• **Material supplied**
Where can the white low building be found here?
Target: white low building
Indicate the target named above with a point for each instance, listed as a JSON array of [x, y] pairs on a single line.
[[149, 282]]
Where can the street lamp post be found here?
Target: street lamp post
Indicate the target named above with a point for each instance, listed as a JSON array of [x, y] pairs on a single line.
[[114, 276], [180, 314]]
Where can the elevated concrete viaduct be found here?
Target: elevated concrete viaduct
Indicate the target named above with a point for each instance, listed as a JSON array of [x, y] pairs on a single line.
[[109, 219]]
---
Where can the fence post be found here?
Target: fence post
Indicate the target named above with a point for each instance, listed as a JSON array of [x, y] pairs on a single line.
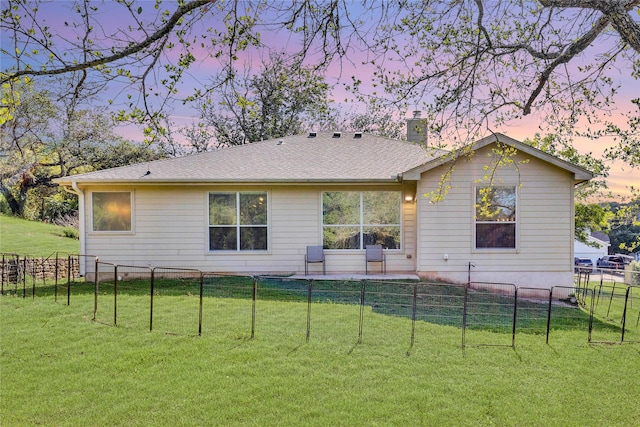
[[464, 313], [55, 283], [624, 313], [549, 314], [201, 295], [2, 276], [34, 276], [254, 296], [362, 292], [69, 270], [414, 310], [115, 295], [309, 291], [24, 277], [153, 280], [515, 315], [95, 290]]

• **Required work**
Reproduce the data verbatim, from the line containing "Where can the street lamp post be found here?" through the line containing "[[109, 219]]", both included.

• **Final result**
Where can the street lamp post be found here?
Target: street lamp post
Indicate the target named above with a point for each instance, listed as a JSON array of [x, y] pairs on a single line.
[[114, 276], [180, 314]]
Where can the elevated concrete viaduct be found here?
Target: elevated concrete viaduct
Indicate the target named above with a point for each instance, listed as a JSON array of [x, y] pairs on a single line.
[[109, 219]]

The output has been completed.